*** DATA ***

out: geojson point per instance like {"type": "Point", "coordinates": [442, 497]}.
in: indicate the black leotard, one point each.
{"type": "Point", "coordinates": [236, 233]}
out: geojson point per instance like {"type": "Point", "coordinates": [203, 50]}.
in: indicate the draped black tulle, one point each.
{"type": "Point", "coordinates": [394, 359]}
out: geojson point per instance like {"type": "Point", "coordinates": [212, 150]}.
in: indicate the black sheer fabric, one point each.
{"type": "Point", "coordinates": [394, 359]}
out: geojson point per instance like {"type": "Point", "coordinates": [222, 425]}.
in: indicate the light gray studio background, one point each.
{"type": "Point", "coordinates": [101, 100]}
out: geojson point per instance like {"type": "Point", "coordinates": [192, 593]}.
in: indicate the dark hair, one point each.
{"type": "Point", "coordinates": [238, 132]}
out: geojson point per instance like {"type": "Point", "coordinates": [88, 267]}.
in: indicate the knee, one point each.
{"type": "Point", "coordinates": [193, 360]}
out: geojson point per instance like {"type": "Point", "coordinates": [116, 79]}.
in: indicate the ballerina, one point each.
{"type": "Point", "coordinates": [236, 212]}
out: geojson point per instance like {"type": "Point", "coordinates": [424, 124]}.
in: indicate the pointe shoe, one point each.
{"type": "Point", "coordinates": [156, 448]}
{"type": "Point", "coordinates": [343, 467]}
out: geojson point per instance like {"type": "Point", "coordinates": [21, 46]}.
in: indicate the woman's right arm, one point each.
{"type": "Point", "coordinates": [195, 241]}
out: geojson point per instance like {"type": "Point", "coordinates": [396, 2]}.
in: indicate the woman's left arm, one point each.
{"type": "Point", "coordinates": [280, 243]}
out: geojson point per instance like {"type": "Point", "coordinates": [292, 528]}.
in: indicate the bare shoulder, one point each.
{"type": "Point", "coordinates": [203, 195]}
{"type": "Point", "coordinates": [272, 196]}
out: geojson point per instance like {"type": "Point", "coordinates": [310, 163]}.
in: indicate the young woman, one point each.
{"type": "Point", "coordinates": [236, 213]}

*** End of DATA ***

### EXERCISE REQUIREMENTS
Print each line above exactly as it stands.

### EXERCISE ANSWER
out: geojson point per instance like {"type": "Point", "coordinates": [442, 497]}.
in: indicate the black leotard, one point each.
{"type": "Point", "coordinates": [236, 233]}
out: geojson point per instance like {"type": "Point", "coordinates": [203, 50]}.
in: indicate the draped black tulle, one point each.
{"type": "Point", "coordinates": [394, 359]}
out: geojson point per instance like {"type": "Point", "coordinates": [212, 150]}.
in: indicate the black sheer fabric, one point each.
{"type": "Point", "coordinates": [394, 359]}
out: geojson point per instance like {"type": "Point", "coordinates": [222, 425]}.
in: indicate the light gray studio background, one point each.
{"type": "Point", "coordinates": [101, 100]}
out: geojson point per instance like {"type": "Point", "coordinates": [192, 593]}.
in: indicate the dark hair, one point each.
{"type": "Point", "coordinates": [238, 132]}
out: geojson point per instance like {"type": "Point", "coordinates": [88, 267]}.
in: indicate the knee, one point each.
{"type": "Point", "coordinates": [193, 360]}
out: geojson point per instance like {"type": "Point", "coordinates": [116, 79]}.
in: indicate the ballerina, one point each.
{"type": "Point", "coordinates": [236, 212]}
out: geojson point per instance like {"type": "Point", "coordinates": [424, 124]}.
in: indicate the pointe shoe, one point each.
{"type": "Point", "coordinates": [156, 448]}
{"type": "Point", "coordinates": [343, 467]}
out: geojson point per instance like {"type": "Point", "coordinates": [21, 46]}.
in: indicate the woman's right arm, one point each.
{"type": "Point", "coordinates": [195, 241]}
out: geojson point per instance like {"type": "Point", "coordinates": [396, 2]}.
in: indicate the woman's left arm, one point each.
{"type": "Point", "coordinates": [280, 243]}
out: geojson point per instance like {"type": "Point", "coordinates": [292, 528]}.
in: indicate the bare shoulder, one point each.
{"type": "Point", "coordinates": [203, 195]}
{"type": "Point", "coordinates": [272, 196]}
out: geojson point per instance like {"type": "Point", "coordinates": [310, 163]}.
in: indicate the young woman, one point each.
{"type": "Point", "coordinates": [236, 213]}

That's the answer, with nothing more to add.